# Listing
-=-=-
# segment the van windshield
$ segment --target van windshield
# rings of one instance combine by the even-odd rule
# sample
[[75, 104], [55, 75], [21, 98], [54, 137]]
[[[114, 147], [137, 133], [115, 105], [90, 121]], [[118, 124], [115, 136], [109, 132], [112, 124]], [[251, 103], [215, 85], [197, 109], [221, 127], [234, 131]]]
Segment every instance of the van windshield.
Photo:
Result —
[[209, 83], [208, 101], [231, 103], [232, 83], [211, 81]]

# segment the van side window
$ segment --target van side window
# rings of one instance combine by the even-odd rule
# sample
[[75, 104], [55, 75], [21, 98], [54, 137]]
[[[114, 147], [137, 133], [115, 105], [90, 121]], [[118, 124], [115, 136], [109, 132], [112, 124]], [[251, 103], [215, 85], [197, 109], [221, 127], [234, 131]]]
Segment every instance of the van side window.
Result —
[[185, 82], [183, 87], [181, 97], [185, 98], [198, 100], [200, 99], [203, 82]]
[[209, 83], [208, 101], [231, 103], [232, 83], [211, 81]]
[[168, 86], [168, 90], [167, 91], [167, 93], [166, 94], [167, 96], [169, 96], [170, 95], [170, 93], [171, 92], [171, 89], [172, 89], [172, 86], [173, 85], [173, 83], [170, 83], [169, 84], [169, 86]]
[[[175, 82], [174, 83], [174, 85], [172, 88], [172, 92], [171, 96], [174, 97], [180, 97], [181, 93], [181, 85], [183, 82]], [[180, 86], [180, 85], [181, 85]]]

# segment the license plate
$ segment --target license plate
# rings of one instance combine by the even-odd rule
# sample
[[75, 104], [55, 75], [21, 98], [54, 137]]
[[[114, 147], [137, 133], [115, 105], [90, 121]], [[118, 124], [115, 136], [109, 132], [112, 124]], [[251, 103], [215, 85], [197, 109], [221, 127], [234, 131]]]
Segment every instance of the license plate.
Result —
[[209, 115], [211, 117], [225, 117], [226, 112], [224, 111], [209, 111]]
-=-=-
# Written exercise
Could you update the rows from the line containing "# segment the license plate" through the end of the rows, inclusive, swapping every "license plate" for "number plate" and leaving everything else unchanged? Return only those lines.

# Complete output
# segment the number plate
$ segment --target number plate
# rings of one instance combine by the even-odd rule
# sample
[[75, 104], [55, 75], [21, 98], [54, 137]]
[[[114, 147], [137, 133], [115, 105], [90, 121]], [[118, 124], [115, 136], [109, 132], [112, 124]], [[251, 103], [215, 85], [197, 109], [221, 127], [234, 131]]]
Segment every instance of the number plate.
Result —
[[209, 115], [211, 117], [225, 117], [226, 112], [224, 111], [209, 111]]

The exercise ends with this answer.